### Exercise brief
The entries below must be restated word for word.

+ + + + +

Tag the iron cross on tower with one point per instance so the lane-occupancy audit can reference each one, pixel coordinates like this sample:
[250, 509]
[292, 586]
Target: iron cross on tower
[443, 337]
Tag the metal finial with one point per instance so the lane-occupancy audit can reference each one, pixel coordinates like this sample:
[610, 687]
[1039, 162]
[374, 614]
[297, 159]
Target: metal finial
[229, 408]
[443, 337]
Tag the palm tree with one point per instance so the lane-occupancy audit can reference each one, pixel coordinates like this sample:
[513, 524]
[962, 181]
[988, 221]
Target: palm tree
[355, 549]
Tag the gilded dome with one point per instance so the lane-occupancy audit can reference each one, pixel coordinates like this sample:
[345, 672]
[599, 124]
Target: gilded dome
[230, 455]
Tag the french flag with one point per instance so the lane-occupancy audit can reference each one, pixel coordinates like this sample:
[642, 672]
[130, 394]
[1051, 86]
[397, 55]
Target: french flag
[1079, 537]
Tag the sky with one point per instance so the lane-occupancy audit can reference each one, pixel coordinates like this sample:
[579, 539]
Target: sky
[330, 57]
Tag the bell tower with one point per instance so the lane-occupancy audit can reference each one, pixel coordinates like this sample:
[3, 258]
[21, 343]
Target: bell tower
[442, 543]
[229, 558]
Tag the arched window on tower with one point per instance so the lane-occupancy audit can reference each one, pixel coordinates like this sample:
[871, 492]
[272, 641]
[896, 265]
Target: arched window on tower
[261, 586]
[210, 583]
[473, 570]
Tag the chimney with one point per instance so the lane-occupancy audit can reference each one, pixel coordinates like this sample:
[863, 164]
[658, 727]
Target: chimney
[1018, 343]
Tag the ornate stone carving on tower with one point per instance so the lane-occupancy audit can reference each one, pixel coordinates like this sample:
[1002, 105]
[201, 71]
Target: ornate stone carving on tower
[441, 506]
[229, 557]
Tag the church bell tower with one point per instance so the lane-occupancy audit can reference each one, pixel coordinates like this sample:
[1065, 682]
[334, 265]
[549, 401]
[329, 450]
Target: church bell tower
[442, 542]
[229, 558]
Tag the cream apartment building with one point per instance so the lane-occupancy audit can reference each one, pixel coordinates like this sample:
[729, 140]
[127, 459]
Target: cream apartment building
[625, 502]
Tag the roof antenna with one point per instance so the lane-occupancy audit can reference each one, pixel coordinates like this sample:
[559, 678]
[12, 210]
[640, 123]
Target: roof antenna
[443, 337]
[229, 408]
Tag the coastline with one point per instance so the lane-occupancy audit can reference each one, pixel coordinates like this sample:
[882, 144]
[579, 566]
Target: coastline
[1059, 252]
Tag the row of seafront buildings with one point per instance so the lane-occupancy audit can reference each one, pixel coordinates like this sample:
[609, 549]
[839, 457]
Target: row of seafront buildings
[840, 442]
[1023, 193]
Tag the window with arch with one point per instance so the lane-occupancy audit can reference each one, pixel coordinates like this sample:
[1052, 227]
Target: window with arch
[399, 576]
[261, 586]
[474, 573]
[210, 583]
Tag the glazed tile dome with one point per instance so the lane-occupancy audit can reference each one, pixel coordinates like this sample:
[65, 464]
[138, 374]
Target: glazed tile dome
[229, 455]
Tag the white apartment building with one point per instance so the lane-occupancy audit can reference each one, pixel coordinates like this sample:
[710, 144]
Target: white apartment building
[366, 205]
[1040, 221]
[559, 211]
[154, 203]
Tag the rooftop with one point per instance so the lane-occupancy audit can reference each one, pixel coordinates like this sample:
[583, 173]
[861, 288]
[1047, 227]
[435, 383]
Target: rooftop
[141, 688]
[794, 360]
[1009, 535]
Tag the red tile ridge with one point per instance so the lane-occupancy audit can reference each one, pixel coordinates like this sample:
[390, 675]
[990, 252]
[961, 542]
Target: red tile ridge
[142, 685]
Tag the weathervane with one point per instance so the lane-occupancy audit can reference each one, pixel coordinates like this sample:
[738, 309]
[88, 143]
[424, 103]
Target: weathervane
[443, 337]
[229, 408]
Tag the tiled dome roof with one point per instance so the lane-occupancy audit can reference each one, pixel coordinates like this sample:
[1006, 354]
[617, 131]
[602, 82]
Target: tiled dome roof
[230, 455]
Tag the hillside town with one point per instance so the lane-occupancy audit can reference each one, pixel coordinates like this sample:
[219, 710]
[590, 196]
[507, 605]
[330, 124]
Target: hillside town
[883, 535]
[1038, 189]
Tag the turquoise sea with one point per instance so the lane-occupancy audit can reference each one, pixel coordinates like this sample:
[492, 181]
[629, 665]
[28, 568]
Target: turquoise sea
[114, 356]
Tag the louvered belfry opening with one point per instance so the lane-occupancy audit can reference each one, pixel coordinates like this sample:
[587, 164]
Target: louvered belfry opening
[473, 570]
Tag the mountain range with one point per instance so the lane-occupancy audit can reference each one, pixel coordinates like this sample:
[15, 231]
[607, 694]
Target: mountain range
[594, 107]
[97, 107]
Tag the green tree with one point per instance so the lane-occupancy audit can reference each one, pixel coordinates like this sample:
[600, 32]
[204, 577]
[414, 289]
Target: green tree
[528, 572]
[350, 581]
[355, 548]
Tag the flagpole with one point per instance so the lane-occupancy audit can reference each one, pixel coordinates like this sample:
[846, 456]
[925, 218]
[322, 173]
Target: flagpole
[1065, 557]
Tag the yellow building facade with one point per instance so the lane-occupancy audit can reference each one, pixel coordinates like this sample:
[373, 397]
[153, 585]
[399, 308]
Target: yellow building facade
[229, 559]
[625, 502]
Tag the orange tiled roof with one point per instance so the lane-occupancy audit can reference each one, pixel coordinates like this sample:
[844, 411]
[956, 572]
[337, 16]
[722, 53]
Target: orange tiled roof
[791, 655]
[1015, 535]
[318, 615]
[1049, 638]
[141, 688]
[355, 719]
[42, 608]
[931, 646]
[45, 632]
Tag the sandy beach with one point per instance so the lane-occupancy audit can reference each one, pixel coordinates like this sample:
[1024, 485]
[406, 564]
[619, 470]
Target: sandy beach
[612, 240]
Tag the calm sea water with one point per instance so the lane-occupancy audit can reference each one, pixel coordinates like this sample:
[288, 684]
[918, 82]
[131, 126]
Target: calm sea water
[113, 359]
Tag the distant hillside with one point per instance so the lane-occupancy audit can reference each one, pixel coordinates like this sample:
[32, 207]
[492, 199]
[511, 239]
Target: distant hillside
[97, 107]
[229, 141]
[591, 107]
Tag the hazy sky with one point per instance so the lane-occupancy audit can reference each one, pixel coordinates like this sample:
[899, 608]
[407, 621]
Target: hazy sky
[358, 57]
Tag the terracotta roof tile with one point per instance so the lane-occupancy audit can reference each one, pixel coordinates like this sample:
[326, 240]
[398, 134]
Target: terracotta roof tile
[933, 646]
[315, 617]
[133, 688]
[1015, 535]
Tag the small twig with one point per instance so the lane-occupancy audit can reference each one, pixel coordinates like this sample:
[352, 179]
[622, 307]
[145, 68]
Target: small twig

+ + + + +

### Written reply
Tag the iron cross on tower with one point per instance so the lane-occupancy audit can reference each one, pixel coordinates like this sample:
[250, 509]
[292, 586]
Target: iron cross on tower
[443, 337]
Tag the metal finial with one point per instance so the lane-occupancy audit can reference each one, pixel coordinates like this sample:
[610, 687]
[1039, 162]
[374, 614]
[297, 159]
Target: metal finial
[229, 408]
[443, 337]
Tag the palm tree with one point per instance so the lane-occupancy audit can reference each one, pixel coordinates like this sample:
[513, 524]
[962, 181]
[988, 221]
Target: palm tree
[355, 549]
Tag the gilded dome with one point per instance so the lane-occupancy audit can reference each one, pixel coordinates like this sample:
[345, 672]
[599, 124]
Target: gilded dome
[230, 455]
Tag the french flag with one point per instance so the lane-occupancy audit can reference each one, pixel coordinates like this sample:
[642, 672]
[130, 394]
[1051, 86]
[397, 55]
Target: french flag
[1079, 537]
Tag the sky with one point per instance so the lane-occupancy audit can reference each one, pixel coordinates like this sample:
[579, 539]
Target: sky
[330, 57]
Tag the bell tower with one point per instance so the lane-occupancy audit can reference each one, pixel coordinates like this sample:
[3, 258]
[21, 343]
Target: bell tower
[442, 543]
[229, 558]
Tag the arched window on tower with one point per instance so the lane-occupancy audit can reference each one, pixel coordinates like this sample:
[871, 492]
[272, 641]
[896, 265]
Target: arched window on tower
[261, 586]
[210, 583]
[473, 570]
Tag the chimney with one point per instance so the lane-occupancy audit can reference each one, pixel coordinates like this sample:
[863, 164]
[658, 727]
Target: chimney
[1018, 343]
Tag the ornate stone carving on tower with one point per instance so the lane-occupancy audit can reference each one, pixel coordinates like this sample:
[1002, 105]
[201, 71]
Target: ornate stone carving on tower
[441, 506]
[229, 557]
Tag the church bell tower with one point per instance so the lane-occupancy audit can reference each one, pixel coordinates like this sample:
[1065, 682]
[334, 265]
[549, 401]
[329, 450]
Target: church bell tower
[442, 542]
[229, 558]
Tag the cream apartment building with one point per instance so the lane-occupancy audit can reference each one, pixel coordinates like this sample:
[729, 140]
[127, 459]
Target: cream apartment building
[625, 502]
Tag the roof antenna with one point per instance so the lane-occupancy audit can reference each one, pixel coordinates like this sample:
[559, 678]
[12, 210]
[640, 123]
Target: roof antenna
[443, 337]
[229, 408]
Tag the coastline with one point per instance so the lane-occupancy audit can reference each one, pixel coordinates like this sample:
[882, 144]
[579, 566]
Target: coastline
[1059, 252]
Tag the row of seafront buildings with one point per instance so the lane-occupancy audit can reference each one, pixel coordinates like this sample:
[609, 549]
[839, 457]
Target: row of seafront buildings
[840, 442]
[1023, 193]
Tag the window with arch with one point per instance so the lane-occupancy audit can reference each one, pixel coordinates like this sample:
[1052, 227]
Target: window with arch
[399, 576]
[261, 586]
[474, 573]
[210, 583]
Tag the glazed tile dome with one point per instance so the lane-occupancy audit can reference each one, pixel coordinates like this sample:
[65, 464]
[138, 374]
Target: glazed tile dome
[229, 455]
Tag the white apartment building with one point per instance so the lane-occupancy audit can reference each one, pixel coordinates like this sample:
[710, 144]
Target: white apartment building
[366, 205]
[1040, 221]
[559, 211]
[154, 203]
Tag the rooftop with one point per instance so the lane-occupancy audit can reference each one, pixel coordinates like this sample:
[583, 173]
[861, 288]
[1047, 227]
[435, 383]
Target: rooftop
[141, 688]
[794, 360]
[1009, 535]
Tag the red tile ridge with one point per instance so the lane-occupancy audit can reference each one, pixel coordinates like this sample:
[390, 675]
[990, 252]
[961, 542]
Target: red tile ridge
[142, 685]
Tag the weathervane with one point per instance so the lane-occupancy audit can reference each one, pixel coordinates like this sample:
[738, 309]
[88, 143]
[424, 103]
Target: weathervane
[443, 337]
[229, 408]
Tag the tiled dome roof with one point per instance so the lane-occupancy audit can reference each one, pixel coordinates like this sample:
[1006, 354]
[617, 131]
[602, 82]
Target: tiled dome roof
[230, 455]
Tag the hillside town with one point per instance so the lane-occupancy audit can reference each one, pixel coordinates like this sample:
[219, 710]
[590, 196]
[507, 605]
[330, 124]
Target: hillside town
[883, 535]
[1038, 189]
Tag the turquoise sea with one point per instance so the lane-occupancy audit can reference each one, pixel coordinates like this sample:
[492, 181]
[629, 665]
[28, 568]
Target: turquoise sea
[114, 356]
Tag the louvered belfry opening with one point per instance so the lane-occupancy audit can reference each one, pixel coordinates like this sample:
[587, 164]
Target: louvered belfry opening
[473, 570]
Tag the mountain range with one point per instance so the lane-occupancy audit can reference each one, pixel coordinates like this sample:
[15, 231]
[607, 694]
Target: mountain range
[594, 107]
[97, 107]
Tag the green tree with one point per instance so the lane-occupancy audit can reference each one, pixel coordinates like this sample:
[600, 32]
[204, 577]
[414, 289]
Target: green tree
[528, 572]
[350, 581]
[355, 548]
Tag the flagpole with one point per instance so the lane-occupancy audit can reference each one, pixel coordinates like this sample:
[846, 456]
[925, 218]
[322, 173]
Target: flagpole
[1065, 557]
Tag the yellow building facade with one point per instance so the lane-occupancy audit can reference each one, pixel coordinates like this sample:
[373, 397]
[153, 585]
[399, 308]
Target: yellow building facade
[229, 559]
[625, 502]
Tag the orange tiled roof with one point per instance so the lane-occupancy audit can reference each one, pixel coordinates like this sample:
[844, 411]
[956, 572]
[337, 16]
[722, 53]
Target: orange tiled roof
[791, 655]
[1015, 535]
[318, 615]
[1049, 638]
[141, 688]
[355, 719]
[42, 608]
[931, 646]
[45, 632]
Tag the sandy beach with one point per instance so the lane-occupancy audit can reference each one, pixel coordinates like this sample:
[1024, 485]
[406, 564]
[619, 470]
Target: sandy beach
[612, 240]
Tag the calm sea water with one point per instance so the lane-occupancy audit can reference each one, pixel coordinates like this sample:
[288, 684]
[918, 82]
[131, 126]
Target: calm sea water
[113, 359]
Tag the distant hillside with one point per instance so the lane-occupancy audit can reference each one, pixel coordinates like this sample:
[32, 207]
[492, 199]
[511, 239]
Target: distant hillside
[97, 107]
[229, 141]
[591, 107]
Tag the hazy sky with one point per instance so the lane-occupancy audit can reference each one, pixel coordinates like this sample:
[899, 608]
[407, 621]
Target: hazy sky
[358, 57]
Tag the terracotta roof tile with one point per instance so the lane-occupancy audit can reference each one, pixel coordinates like this sample:
[326, 240]
[398, 134]
Target: terracotta roof tile
[933, 646]
[315, 617]
[133, 688]
[1015, 535]
Tag the small twig with one point per instance so the lane-occupancy audit can reference each one, pixel coordinates like this sample:
[352, 179]
[622, 307]
[145, 68]
Target: small twig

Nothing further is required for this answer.